* [WRITTEN EXERCISE]
Can you copy out the whole listing below word for word, omitting the pictures?

* [DATASET EXCERPTS]
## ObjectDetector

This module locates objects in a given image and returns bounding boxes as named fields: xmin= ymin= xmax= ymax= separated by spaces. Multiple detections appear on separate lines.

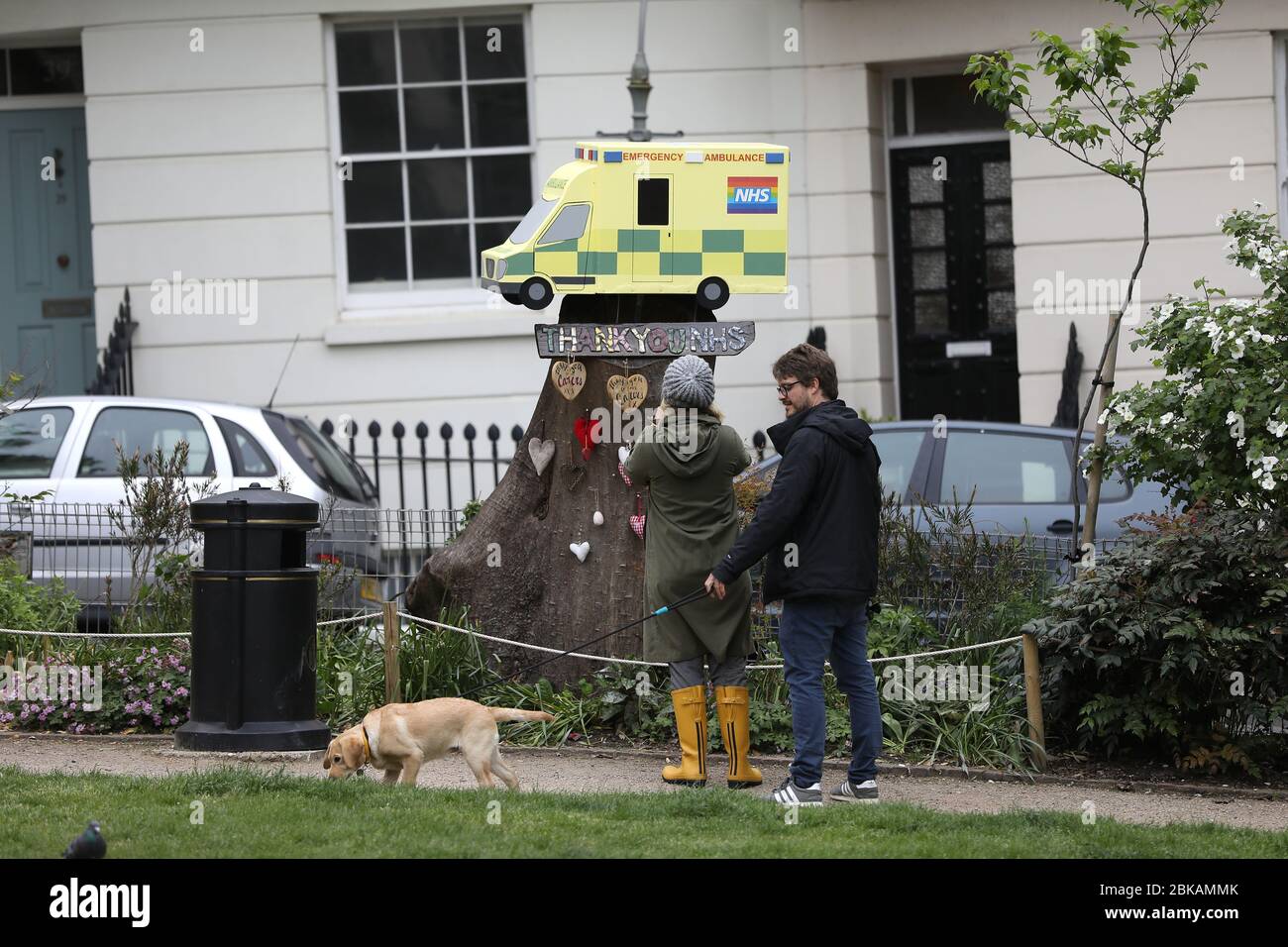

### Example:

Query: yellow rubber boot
xmin=716 ymin=686 xmax=761 ymax=789
xmin=662 ymin=684 xmax=707 ymax=786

* [ANSWER FOR THE TASK]
## ObjectDetector

This module locates objects in a given image and returns bounding boxes as named fields: xmin= ymin= xmax= ymax= separated by spaces. Multiple detections appear on separate lines.


### Example:

Query: yellow rubber boot
xmin=716 ymin=686 xmax=761 ymax=789
xmin=662 ymin=684 xmax=707 ymax=786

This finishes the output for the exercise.